» **Directions**
Rewrite all the rows below, replacing each "Entries" with "Points" and leaving everything else unchanged.

» **Provided entries**
· · · ·
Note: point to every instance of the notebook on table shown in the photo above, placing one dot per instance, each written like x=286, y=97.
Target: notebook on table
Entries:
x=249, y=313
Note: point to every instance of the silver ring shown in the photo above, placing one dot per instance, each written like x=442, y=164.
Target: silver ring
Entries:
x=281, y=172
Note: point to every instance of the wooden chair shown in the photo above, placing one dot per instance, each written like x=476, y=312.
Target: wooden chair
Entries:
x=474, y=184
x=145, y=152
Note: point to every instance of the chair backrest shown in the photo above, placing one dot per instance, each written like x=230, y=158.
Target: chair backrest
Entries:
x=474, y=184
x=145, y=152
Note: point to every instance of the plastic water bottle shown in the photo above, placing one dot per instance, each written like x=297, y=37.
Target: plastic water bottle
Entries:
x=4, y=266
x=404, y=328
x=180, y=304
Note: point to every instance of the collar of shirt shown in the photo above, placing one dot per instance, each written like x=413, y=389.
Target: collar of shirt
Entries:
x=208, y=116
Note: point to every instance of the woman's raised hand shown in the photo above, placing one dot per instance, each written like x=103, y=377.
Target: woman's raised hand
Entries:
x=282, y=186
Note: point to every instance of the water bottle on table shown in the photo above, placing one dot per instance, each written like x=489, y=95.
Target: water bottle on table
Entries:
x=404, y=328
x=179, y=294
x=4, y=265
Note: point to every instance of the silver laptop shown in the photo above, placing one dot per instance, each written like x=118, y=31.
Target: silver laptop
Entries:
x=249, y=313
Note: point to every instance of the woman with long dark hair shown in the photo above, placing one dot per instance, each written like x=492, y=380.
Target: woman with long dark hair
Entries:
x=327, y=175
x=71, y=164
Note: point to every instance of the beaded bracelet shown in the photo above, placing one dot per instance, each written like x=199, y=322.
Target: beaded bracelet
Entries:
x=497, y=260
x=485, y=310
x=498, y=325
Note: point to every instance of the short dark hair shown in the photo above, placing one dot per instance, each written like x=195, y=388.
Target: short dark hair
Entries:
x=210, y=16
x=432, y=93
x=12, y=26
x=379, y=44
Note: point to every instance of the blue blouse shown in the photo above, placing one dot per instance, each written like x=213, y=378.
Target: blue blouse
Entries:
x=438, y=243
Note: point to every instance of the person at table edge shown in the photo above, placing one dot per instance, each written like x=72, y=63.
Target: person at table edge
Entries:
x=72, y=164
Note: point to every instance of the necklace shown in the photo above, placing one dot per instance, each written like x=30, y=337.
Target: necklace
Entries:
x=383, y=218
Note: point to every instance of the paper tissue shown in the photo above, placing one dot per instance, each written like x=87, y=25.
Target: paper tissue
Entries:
· · · ·
» **The completed task**
Note: point to every instance of the notebook on table shown in the photo above, placing one dot per instance, each written like x=286, y=97.
Target: notebook on table
Points:
x=249, y=313
Note: point to every instance of the silver ring shown in the photo above, placing one dot per instance, each written like x=442, y=164.
Target: silver ring
Points:
x=281, y=172
Note: point to every instance of the wooden chair shown in the photo above, placing one dot per instance, each written like x=476, y=312.
Target: wooden chair
Points:
x=474, y=184
x=145, y=152
Note: point to every instance of the chair backrest shown in the photo above, placing one dot per instance, each written like x=230, y=158.
Target: chair backrest
Points:
x=474, y=184
x=145, y=152
Note: point to every instance of the plastic water bottle shown in the photo above, placing one dot per instance, each written like x=297, y=37.
Target: plastic water bottle
Points:
x=4, y=266
x=404, y=328
x=180, y=304
Note: point to every instance of the collar of shirt shown in the photo above, placing one dot per instance, each written like x=413, y=389.
Target: collar of shirt
Points:
x=208, y=116
Note: point to every instance of the woman's raised hand shown in the photo above, placing one dot per instance, each written like x=103, y=377.
Target: woman's raised hand
Points:
x=282, y=186
Note: point to every instance of the water bottle on table shown in the photo above, placing one dot per instance, each written like x=489, y=95.
Target: water bottle on table
Points:
x=404, y=328
x=179, y=294
x=4, y=265
Note: point to every instance of the silver laptop shown in the photo above, placing one dot per instance, each written like x=118, y=31.
Target: silver laptop
Points:
x=249, y=313
Note: point to every instance of the woman with long dark hair shown in the photo above, placing one dot per instance, each written like x=492, y=380.
Target: woman with long dark hair
Points:
x=327, y=175
x=71, y=164
Note: point to every instance of the beaded bracelet shown in the photo above, placing one dot per instance, each written like x=199, y=322.
Target: beaded bracelet
Points:
x=497, y=260
x=485, y=310
x=498, y=325
Note: point to every instance of the short dark hair shown in the photo above, placing one dot per instance, each written like x=195, y=388.
Target: short dark hair
Points:
x=210, y=16
x=432, y=93
x=12, y=26
x=379, y=44
Note: point to every instance of the blue blouse shown in the photo above, placing one dot per instance, each written like x=213, y=378.
Target: blue blouse
Points:
x=438, y=243
Note: point to every instance of the person at table edge shown in the photo above, placing one dot per instance, each written like x=72, y=63.
Target: person at table edge
Points:
x=72, y=164
Note: point to every instance of the necklace shown in the photo above, placing one dot per instance, each written like x=30, y=337.
Target: necklace
Points:
x=383, y=218
Note: point to every instance of the paper tissue shown in the photo above, placing one dot per instance, each written like x=87, y=25.
Target: paper tissue
Points:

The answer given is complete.